▸ Available records
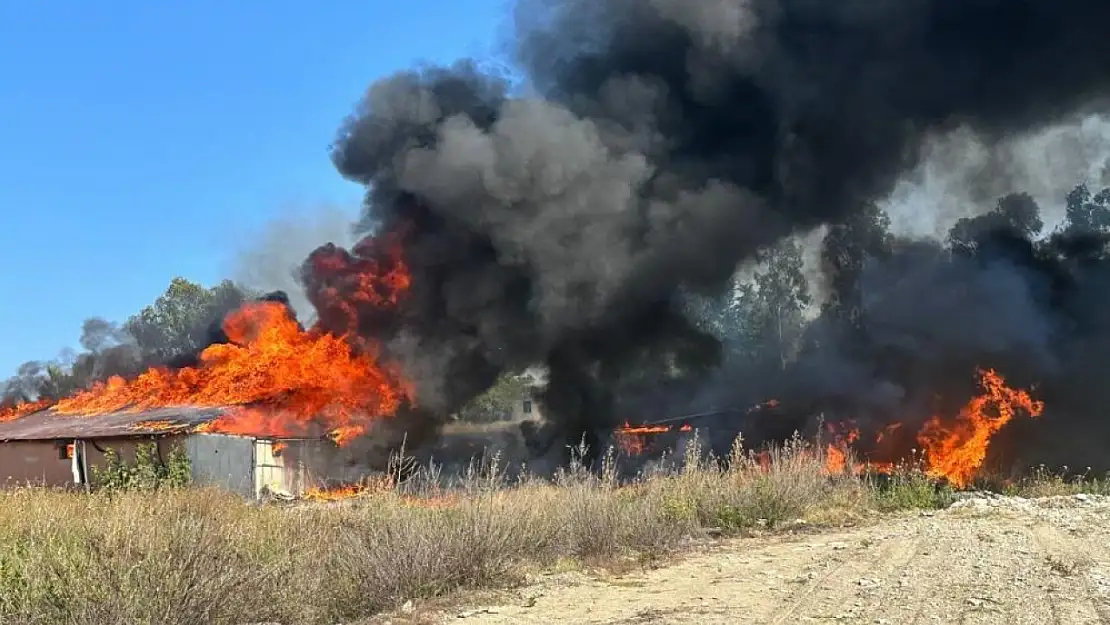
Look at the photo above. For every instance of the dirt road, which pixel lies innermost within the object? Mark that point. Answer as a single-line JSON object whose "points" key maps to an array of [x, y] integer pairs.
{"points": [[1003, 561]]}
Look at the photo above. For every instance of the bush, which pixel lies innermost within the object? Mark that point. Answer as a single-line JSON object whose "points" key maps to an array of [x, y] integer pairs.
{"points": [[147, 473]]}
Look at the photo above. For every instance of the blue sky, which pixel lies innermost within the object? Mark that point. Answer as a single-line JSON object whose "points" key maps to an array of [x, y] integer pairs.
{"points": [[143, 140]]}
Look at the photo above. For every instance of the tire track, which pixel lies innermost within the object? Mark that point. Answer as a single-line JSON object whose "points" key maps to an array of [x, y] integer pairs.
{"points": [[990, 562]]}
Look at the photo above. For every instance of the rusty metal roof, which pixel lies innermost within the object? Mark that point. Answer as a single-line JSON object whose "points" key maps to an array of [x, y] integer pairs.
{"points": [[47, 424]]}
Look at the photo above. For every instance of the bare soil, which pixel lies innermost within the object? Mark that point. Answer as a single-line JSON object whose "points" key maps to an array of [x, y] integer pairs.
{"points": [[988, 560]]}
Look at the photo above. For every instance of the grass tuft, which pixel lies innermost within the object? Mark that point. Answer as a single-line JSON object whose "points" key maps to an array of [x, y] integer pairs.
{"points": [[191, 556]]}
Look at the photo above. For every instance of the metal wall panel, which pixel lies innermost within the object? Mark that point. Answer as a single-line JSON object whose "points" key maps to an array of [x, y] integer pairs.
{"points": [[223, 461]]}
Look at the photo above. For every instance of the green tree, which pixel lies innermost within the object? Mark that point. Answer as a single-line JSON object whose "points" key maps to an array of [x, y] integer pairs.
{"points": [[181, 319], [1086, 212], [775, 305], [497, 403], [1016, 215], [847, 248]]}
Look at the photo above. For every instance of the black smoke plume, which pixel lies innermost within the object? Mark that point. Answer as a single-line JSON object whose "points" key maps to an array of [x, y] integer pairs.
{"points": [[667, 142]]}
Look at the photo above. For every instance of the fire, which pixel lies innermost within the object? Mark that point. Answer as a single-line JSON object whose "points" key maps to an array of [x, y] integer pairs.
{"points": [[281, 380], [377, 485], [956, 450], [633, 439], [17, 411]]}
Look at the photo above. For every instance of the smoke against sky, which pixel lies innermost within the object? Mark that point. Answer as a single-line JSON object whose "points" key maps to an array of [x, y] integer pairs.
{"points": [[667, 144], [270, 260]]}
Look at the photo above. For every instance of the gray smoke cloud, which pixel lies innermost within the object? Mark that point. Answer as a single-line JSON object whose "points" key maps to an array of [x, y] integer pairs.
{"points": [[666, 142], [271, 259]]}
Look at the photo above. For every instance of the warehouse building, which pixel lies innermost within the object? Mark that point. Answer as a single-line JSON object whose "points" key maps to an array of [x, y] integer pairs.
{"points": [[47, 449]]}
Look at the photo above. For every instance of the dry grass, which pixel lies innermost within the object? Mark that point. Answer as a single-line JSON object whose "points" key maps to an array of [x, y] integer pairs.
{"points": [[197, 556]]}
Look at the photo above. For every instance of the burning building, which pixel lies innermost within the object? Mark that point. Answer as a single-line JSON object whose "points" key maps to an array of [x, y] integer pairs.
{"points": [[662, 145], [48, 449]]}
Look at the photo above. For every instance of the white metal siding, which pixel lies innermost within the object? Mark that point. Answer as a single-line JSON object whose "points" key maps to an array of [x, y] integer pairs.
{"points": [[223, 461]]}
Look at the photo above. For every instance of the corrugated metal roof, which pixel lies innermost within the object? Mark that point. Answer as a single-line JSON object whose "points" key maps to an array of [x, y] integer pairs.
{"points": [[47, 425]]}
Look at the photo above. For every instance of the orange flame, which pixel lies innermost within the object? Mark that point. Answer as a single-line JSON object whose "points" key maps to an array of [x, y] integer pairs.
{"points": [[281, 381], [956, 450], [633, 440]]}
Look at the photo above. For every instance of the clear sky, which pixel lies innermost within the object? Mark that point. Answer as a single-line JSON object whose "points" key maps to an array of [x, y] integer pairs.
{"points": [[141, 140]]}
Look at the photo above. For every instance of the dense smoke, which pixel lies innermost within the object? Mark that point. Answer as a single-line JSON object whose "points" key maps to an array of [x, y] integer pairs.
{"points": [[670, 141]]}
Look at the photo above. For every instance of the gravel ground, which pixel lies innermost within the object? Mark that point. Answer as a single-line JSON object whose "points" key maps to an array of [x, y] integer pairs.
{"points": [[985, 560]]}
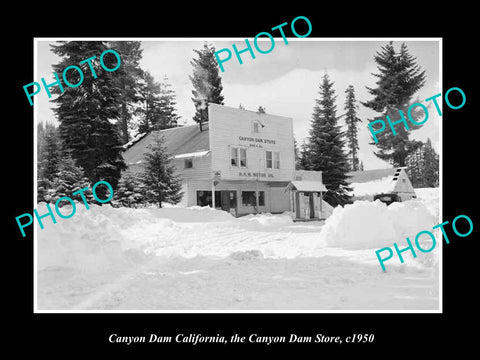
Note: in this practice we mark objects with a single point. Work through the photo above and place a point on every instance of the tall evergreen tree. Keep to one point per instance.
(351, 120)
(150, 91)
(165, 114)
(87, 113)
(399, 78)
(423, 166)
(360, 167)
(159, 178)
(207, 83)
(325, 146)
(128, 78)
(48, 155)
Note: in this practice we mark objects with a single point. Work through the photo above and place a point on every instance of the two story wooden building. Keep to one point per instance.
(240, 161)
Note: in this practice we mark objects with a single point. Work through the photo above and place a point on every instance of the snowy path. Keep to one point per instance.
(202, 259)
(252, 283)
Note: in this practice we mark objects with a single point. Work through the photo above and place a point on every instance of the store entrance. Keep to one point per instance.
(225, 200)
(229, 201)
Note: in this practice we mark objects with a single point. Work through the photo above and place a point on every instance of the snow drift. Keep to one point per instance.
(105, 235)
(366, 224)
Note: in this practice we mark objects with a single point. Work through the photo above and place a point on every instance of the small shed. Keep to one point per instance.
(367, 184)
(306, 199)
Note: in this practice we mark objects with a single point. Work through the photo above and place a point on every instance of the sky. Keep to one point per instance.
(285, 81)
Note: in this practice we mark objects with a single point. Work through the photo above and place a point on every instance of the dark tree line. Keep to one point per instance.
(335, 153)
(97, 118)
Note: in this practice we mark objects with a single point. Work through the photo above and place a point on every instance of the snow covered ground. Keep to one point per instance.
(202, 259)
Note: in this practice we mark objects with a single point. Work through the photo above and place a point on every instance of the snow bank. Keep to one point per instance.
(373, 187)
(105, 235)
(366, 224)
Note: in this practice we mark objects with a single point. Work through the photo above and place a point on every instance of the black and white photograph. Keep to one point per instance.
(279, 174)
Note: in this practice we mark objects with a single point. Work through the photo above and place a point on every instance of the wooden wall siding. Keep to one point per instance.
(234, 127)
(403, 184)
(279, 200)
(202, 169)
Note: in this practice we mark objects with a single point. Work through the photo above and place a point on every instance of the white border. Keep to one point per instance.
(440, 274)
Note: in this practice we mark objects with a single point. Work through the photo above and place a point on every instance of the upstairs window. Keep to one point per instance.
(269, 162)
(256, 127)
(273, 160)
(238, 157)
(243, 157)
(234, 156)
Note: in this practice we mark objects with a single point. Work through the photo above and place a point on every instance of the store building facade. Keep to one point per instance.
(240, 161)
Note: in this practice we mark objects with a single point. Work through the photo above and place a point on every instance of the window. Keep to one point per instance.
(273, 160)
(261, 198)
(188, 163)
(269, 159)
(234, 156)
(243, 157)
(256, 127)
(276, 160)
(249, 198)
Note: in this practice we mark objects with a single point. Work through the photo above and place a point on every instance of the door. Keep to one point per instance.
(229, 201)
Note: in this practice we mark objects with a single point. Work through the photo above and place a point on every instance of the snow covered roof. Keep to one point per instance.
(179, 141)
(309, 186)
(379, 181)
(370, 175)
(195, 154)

...

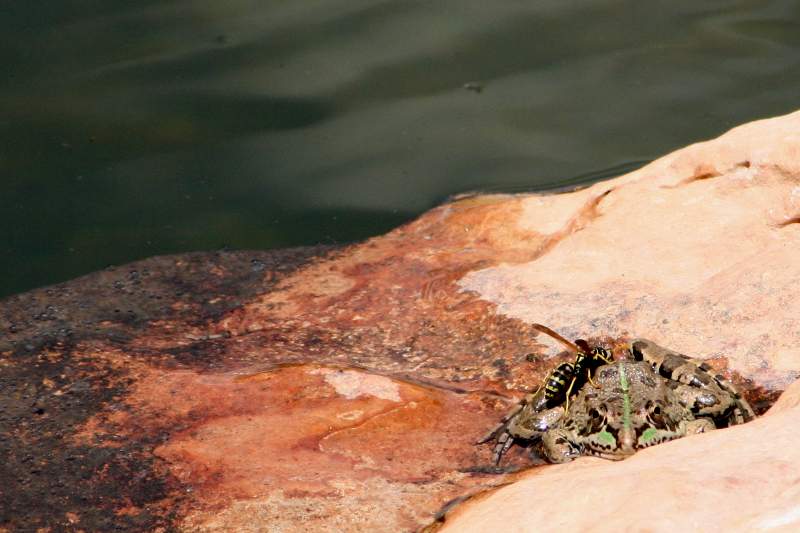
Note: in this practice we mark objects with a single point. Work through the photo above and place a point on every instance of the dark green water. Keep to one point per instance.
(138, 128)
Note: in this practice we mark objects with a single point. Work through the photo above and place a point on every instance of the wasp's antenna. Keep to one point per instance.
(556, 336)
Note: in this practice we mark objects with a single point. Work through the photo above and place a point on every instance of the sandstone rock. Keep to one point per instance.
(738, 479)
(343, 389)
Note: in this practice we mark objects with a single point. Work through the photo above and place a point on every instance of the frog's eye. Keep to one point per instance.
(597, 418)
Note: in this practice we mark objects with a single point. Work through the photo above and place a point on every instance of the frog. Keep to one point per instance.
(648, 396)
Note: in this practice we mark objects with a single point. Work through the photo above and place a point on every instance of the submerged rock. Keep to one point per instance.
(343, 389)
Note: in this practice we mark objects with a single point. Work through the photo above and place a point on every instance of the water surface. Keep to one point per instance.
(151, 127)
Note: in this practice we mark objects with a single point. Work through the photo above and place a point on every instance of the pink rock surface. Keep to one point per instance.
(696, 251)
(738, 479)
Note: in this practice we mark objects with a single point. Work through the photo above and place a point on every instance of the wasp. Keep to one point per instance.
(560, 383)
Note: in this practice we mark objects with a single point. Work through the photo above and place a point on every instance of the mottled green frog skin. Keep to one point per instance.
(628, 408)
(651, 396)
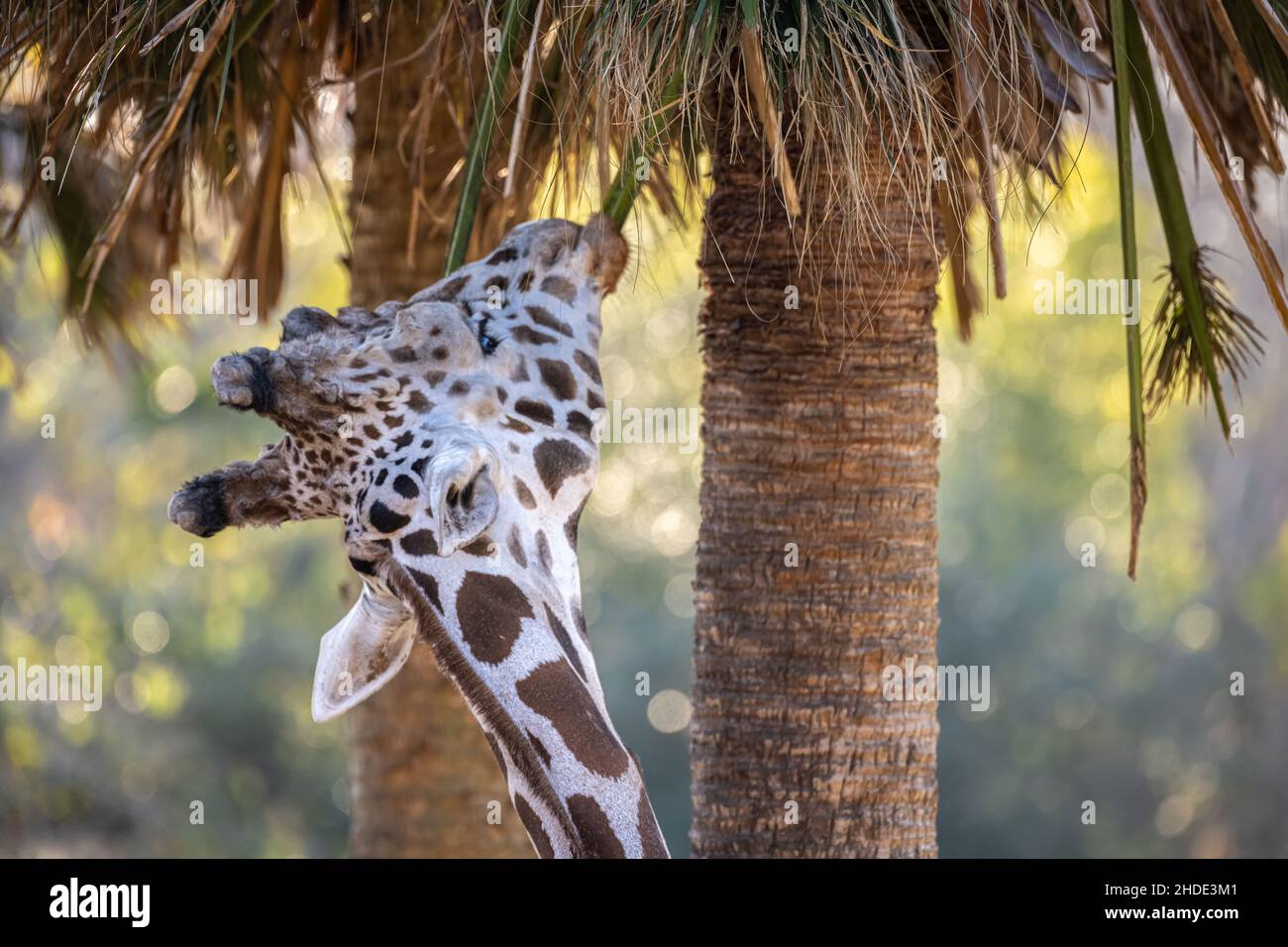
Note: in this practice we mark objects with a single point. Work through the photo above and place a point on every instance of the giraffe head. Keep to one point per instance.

---

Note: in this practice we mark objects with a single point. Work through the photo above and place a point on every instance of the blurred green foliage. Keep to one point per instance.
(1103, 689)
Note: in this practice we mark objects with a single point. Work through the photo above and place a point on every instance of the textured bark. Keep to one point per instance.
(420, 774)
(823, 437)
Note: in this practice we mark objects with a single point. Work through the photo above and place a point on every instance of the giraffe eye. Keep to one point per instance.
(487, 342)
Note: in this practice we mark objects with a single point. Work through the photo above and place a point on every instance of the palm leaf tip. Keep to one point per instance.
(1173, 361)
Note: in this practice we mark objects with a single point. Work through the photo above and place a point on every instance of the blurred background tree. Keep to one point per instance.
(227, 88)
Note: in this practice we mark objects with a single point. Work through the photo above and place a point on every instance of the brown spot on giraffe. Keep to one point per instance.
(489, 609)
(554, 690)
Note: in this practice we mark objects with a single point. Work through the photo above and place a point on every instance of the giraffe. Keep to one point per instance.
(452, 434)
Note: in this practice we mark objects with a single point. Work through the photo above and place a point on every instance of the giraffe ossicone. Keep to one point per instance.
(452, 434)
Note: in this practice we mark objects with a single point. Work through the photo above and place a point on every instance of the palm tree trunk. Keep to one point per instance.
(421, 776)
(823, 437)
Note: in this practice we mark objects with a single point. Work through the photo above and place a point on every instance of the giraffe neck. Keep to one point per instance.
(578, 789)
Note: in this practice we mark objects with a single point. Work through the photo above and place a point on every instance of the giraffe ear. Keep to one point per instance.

▸ Problem requirements
Return only the stretch above from the line containing "wasp. Keep to one point per instance." through the line containing "head. Keep to one point per instance.", word for word and without pictures.

▸ Solution to this problem
Note: in this practice we mark objects with a single point. Work through the photo above and place a point on every instance of the wasp. Keep to one point per instance.
(560, 383)
Note: in this practice we mark objects with a single point. Work through the photo above and place a point on every instance of the mottled green frog skin. Keep to one point per instance.
(628, 408)
(651, 396)
Note: in this practice we mark objects with a single point. Work through the photo above and place a point on every instance of the giraffe head. Keep to one point per instance.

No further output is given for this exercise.